* **WORK TO COMPLETE**: Reproduce only this part of the listing: the line with "Drop one marker on each instance of the stone facade", plus every line after it through the last.

==== DATA SUPPLIED

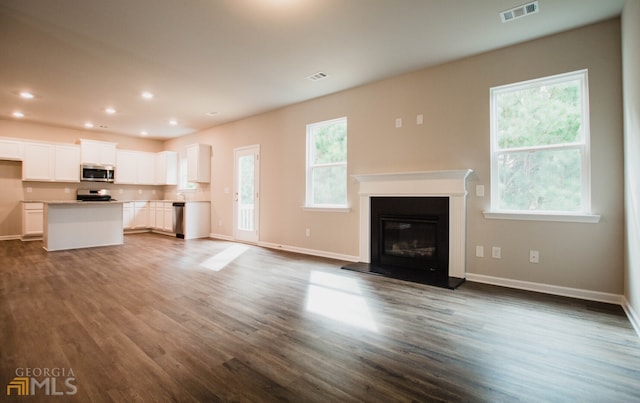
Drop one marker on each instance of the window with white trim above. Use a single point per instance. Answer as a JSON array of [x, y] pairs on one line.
[[327, 164], [540, 160]]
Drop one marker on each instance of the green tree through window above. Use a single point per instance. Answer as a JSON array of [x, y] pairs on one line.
[[327, 163], [540, 154]]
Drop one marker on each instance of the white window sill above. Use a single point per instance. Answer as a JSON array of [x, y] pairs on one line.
[[327, 209], [559, 217]]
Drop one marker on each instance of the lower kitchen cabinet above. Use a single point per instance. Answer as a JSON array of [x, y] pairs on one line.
[[32, 219]]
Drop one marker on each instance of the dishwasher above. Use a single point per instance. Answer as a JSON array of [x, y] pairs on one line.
[[178, 219]]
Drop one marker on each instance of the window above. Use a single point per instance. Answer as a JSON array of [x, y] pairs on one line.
[[327, 164], [540, 146]]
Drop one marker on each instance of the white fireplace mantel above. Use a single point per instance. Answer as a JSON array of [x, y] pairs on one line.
[[451, 184]]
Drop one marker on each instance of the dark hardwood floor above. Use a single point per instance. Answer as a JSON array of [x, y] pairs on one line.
[[147, 321]]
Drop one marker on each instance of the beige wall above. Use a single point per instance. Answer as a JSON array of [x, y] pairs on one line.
[[454, 99], [631, 74], [32, 131]]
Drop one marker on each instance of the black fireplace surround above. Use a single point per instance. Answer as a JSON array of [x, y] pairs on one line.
[[410, 240]]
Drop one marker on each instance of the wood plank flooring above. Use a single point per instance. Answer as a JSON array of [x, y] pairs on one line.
[[147, 321]]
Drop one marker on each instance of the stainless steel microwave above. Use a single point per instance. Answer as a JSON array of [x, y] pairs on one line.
[[97, 173]]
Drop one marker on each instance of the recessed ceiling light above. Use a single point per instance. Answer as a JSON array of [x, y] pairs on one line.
[[520, 11], [317, 76]]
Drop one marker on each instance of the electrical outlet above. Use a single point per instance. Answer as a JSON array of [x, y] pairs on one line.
[[534, 256]]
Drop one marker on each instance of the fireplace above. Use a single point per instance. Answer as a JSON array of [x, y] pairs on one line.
[[413, 226], [411, 233]]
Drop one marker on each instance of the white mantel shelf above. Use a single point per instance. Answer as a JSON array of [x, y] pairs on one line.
[[419, 175], [448, 183]]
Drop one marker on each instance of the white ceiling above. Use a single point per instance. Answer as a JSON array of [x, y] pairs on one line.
[[236, 58]]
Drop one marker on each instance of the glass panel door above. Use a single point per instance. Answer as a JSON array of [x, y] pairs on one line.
[[246, 193]]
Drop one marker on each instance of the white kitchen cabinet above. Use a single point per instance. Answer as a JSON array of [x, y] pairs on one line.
[[152, 214], [135, 168], [126, 167], [66, 163], [141, 214], [38, 164], [167, 224], [32, 219], [197, 220], [51, 162], [97, 152], [127, 215], [146, 164], [135, 215], [160, 216], [166, 168], [199, 163], [11, 150]]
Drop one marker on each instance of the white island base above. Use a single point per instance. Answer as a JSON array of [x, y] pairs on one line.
[[76, 224]]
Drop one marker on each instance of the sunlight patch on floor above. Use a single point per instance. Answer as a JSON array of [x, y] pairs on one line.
[[221, 260], [339, 298]]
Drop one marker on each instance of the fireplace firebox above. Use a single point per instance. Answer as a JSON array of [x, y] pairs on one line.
[[409, 239]]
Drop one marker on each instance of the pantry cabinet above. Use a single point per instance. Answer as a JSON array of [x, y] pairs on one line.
[[199, 163]]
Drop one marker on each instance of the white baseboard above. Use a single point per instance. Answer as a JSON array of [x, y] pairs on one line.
[[548, 289], [220, 236], [633, 316], [312, 252]]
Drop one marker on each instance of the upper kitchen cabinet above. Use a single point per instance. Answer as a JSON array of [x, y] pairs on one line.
[[67, 163], [166, 164], [135, 168], [97, 152], [51, 162], [11, 150], [199, 163], [39, 162]]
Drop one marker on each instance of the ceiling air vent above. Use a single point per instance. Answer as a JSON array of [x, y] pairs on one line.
[[520, 11], [317, 76]]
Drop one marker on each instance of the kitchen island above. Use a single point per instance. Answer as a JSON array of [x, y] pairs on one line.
[[82, 224]]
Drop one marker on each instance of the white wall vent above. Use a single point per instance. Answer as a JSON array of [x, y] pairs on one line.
[[317, 76], [520, 11]]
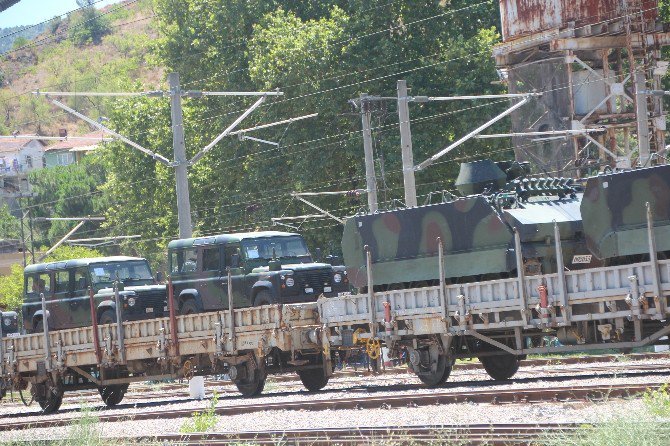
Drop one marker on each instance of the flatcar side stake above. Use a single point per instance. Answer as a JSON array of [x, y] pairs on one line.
[[231, 311], [45, 328], [443, 281], [119, 325], [653, 260], [521, 279], [563, 295], [173, 318], [371, 294], [94, 325]]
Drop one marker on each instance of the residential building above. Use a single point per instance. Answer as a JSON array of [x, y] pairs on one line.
[[71, 151]]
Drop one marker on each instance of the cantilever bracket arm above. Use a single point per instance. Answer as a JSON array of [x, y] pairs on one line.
[[99, 126], [227, 131], [470, 135], [61, 241], [337, 219]]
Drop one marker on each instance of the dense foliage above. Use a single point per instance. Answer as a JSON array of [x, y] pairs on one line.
[[320, 56]]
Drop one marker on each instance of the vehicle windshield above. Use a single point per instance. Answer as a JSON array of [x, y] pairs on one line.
[[136, 272], [289, 247]]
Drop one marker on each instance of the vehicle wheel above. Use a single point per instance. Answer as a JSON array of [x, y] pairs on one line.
[[500, 367], [439, 376], [313, 379], [264, 297], [113, 395], [53, 400], [107, 317], [189, 307]]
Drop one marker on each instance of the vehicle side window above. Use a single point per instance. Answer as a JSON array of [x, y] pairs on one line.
[[210, 259], [38, 283], [229, 251], [31, 284], [62, 281], [184, 261], [80, 279]]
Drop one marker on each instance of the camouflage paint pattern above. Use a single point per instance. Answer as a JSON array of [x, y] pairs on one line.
[[403, 243], [615, 216]]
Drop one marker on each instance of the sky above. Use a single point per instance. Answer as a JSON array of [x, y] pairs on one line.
[[30, 12]]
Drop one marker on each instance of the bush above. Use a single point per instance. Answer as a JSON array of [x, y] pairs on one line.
[[202, 421]]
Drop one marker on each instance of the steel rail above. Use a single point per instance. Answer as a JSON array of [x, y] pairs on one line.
[[491, 396]]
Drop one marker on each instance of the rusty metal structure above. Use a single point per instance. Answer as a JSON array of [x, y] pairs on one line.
[[597, 63]]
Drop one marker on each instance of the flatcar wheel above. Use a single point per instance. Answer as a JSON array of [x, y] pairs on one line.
[[439, 375], [113, 395], [53, 399], [249, 388], [500, 367], [313, 379]]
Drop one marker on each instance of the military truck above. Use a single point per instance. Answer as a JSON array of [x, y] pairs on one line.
[[66, 285], [266, 268], [10, 323]]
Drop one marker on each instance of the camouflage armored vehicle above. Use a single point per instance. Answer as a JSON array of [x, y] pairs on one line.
[[65, 286], [599, 224], [266, 268]]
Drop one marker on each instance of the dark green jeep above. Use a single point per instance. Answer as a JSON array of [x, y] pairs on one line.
[[266, 268], [65, 286]]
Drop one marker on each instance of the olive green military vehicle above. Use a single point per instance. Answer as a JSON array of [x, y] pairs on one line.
[[266, 268], [65, 286]]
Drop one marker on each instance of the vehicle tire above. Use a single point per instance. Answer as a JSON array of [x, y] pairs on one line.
[[53, 400], [107, 317], [500, 367], [113, 395], [264, 297], [440, 375], [313, 379], [189, 307]]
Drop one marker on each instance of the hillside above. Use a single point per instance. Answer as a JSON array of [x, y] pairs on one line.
[[9, 35], [59, 59]]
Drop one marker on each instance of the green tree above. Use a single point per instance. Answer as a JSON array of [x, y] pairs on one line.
[[67, 191], [10, 227], [87, 26], [19, 42], [320, 54]]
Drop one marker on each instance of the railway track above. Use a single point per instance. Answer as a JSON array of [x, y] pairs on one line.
[[224, 387], [496, 434], [435, 397]]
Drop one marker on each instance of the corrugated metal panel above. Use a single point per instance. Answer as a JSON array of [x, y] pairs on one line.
[[4, 4], [524, 17]]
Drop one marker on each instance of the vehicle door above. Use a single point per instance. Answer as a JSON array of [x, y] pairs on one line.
[[234, 261], [35, 284], [184, 270], [211, 284], [60, 311], [79, 302]]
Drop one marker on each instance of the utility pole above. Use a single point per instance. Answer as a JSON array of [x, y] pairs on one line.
[[642, 114], [370, 179], [406, 145], [181, 163]]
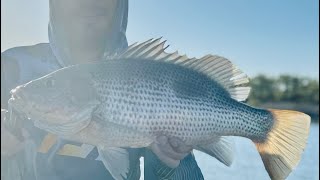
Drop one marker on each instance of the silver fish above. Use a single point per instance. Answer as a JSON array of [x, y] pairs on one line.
[[130, 99]]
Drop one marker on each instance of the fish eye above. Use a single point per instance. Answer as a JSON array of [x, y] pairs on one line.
[[50, 83]]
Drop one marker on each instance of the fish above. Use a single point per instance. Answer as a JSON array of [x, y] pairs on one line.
[[129, 99]]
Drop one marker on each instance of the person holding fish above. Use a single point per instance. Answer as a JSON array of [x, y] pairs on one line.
[[80, 31]]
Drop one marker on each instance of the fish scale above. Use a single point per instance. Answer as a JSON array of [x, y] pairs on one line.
[[152, 106]]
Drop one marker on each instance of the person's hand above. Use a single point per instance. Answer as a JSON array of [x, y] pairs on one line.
[[170, 150], [10, 145]]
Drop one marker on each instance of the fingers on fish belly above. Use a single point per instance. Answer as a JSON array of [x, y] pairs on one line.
[[281, 151]]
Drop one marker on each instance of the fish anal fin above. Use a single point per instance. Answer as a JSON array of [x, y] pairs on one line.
[[116, 161]]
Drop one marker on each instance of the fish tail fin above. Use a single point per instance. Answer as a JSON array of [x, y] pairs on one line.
[[281, 150]]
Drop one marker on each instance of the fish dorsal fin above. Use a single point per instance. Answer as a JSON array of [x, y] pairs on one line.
[[215, 67]]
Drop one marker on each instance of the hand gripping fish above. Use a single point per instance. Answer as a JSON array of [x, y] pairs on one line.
[[130, 99]]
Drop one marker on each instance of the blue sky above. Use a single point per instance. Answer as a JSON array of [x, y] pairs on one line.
[[270, 37]]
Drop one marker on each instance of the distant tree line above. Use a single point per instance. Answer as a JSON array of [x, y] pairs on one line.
[[284, 88]]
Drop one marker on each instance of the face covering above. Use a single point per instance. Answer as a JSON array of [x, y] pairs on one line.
[[87, 30]]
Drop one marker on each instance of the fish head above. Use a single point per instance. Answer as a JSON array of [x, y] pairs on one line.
[[57, 98]]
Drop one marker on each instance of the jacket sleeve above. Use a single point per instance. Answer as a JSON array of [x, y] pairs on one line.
[[155, 169], [9, 78]]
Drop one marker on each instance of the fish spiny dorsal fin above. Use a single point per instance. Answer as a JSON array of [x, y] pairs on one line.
[[215, 67]]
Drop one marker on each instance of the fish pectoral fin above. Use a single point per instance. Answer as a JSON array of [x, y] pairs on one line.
[[222, 149], [116, 161]]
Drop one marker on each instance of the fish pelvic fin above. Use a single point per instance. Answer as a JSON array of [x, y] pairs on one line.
[[285, 142]]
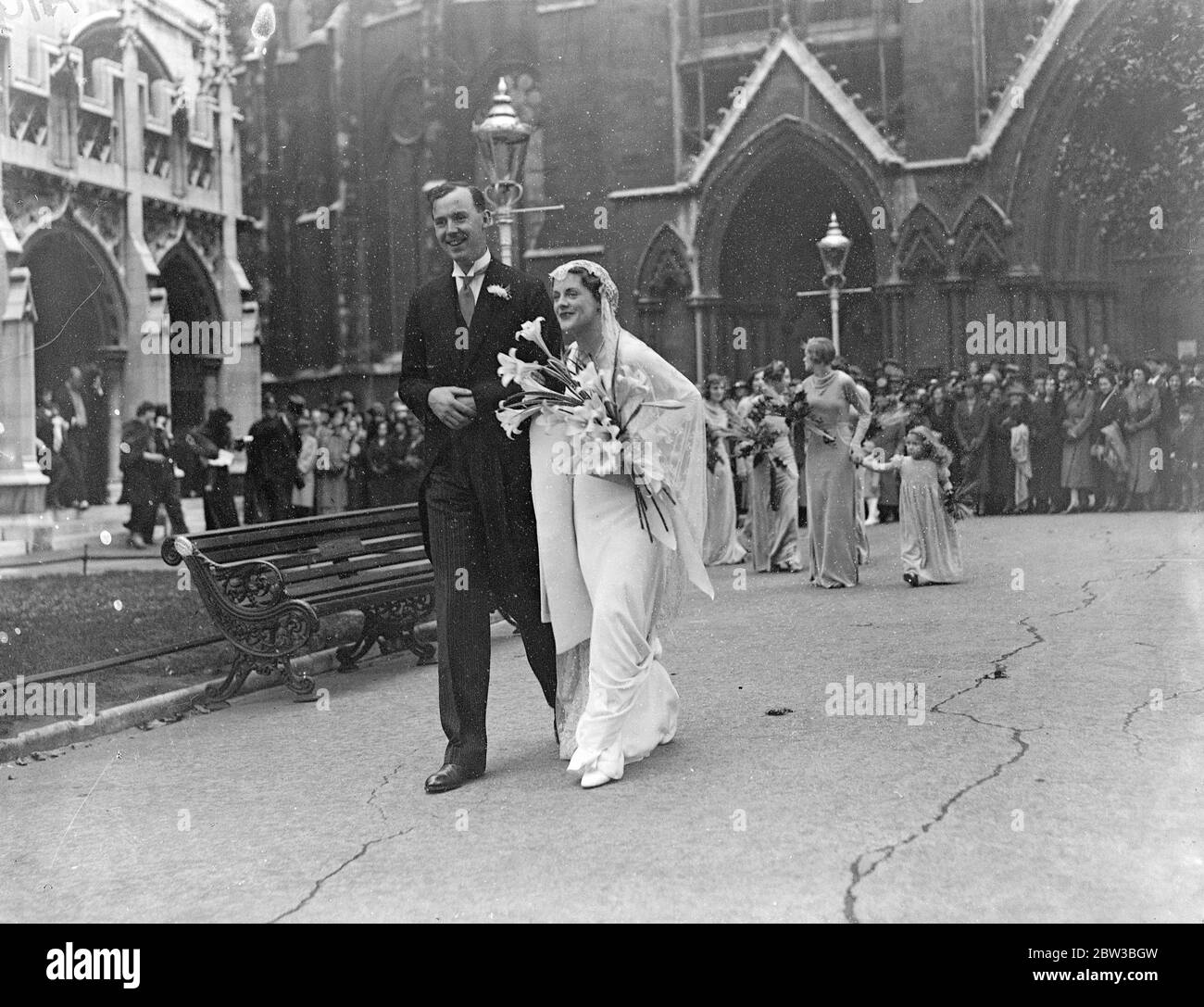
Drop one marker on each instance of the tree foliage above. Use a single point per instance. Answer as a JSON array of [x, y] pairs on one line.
[[1136, 145]]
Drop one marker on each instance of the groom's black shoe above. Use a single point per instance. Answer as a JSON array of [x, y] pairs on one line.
[[449, 776]]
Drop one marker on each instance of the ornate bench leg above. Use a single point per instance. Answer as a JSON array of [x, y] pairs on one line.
[[240, 669], [426, 653], [300, 683], [350, 653]]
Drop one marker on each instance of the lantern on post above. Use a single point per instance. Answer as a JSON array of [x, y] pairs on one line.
[[502, 140]]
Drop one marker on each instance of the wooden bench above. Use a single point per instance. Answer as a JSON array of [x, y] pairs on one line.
[[269, 585]]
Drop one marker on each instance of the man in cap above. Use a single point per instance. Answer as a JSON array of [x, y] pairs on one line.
[[141, 466]]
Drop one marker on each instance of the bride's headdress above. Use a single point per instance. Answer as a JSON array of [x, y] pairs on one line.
[[609, 292]]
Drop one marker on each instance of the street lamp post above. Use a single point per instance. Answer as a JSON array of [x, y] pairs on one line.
[[502, 140], [834, 252]]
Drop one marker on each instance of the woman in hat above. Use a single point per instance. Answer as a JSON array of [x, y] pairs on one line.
[[1079, 414], [719, 545], [928, 541], [1142, 433], [215, 447], [1108, 445]]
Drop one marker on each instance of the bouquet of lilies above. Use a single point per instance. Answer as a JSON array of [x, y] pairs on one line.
[[959, 500], [598, 421], [761, 441], [799, 411]]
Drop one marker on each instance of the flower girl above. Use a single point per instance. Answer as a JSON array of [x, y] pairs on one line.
[[927, 536]]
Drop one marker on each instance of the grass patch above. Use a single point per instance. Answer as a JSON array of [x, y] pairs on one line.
[[63, 621]]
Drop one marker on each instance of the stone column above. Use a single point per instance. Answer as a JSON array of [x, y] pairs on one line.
[[113, 361], [147, 376], [955, 291], [237, 384], [891, 293], [707, 336], [22, 481]]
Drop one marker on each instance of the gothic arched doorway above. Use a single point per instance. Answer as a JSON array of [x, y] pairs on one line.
[[769, 256], [192, 297], [80, 323]]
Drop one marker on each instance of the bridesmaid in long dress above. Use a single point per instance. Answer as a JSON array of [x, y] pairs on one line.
[[774, 530], [1142, 433], [1078, 472], [721, 545], [832, 397], [610, 583]]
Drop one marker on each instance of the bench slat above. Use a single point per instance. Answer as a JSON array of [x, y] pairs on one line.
[[304, 546], [212, 542]]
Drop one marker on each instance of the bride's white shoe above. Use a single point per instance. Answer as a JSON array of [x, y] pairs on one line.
[[595, 778]]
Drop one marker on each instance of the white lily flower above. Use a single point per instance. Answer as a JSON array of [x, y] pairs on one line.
[[513, 369], [533, 332]]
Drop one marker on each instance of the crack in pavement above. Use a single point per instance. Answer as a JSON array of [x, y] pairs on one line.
[[1126, 726], [324, 878], [865, 863]]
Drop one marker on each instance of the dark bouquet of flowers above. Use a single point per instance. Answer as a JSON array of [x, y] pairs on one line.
[[959, 501], [713, 456], [761, 442], [799, 411]]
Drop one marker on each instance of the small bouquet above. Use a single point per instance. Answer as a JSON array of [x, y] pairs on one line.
[[713, 456], [598, 420], [959, 501], [799, 411]]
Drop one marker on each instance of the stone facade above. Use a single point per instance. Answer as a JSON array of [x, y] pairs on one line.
[[120, 203]]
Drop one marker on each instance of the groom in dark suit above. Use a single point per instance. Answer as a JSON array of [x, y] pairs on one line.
[[476, 498]]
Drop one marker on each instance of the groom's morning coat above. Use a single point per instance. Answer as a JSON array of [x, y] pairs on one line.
[[432, 358]]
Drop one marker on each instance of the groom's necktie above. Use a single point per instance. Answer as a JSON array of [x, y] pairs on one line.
[[468, 303]]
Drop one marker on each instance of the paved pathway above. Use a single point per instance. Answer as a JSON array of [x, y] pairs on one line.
[[1067, 788]]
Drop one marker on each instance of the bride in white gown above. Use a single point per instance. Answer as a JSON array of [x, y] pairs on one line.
[[610, 585]]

========

* **TASK SOLUTION**:
Drop one marker on each instance of the stone facade above. Use a single point per instance. Answer as a JSON array of [x, y] pairs on one line.
[[120, 203]]
Drop one marker on each instance of the groom in dark suit above. Use a single point per instance. Answer as a JSON array of [x, y] pairs on one line.
[[476, 498]]
Drop one marker on each instance of the groom's morning coat above. Use a single point per instance. Answer as a JSON array of [x, y] pairs on one line.
[[432, 358]]
Drop one marker on each instance of the groom's necktie above. Use a single point per instance. Answer as a JSON array of [x, y] pairs on one line.
[[468, 303]]
Drop one marker on each instance of the paved pathway above. Use a single point per instance. Answer as a JSON array of [x, y] pairs on one line.
[[1067, 788]]
Drop one marker on each instance of the bride in white gown above. Use a single point per instance. Answer as a JSON array of [x, y] pairs on one line.
[[610, 585]]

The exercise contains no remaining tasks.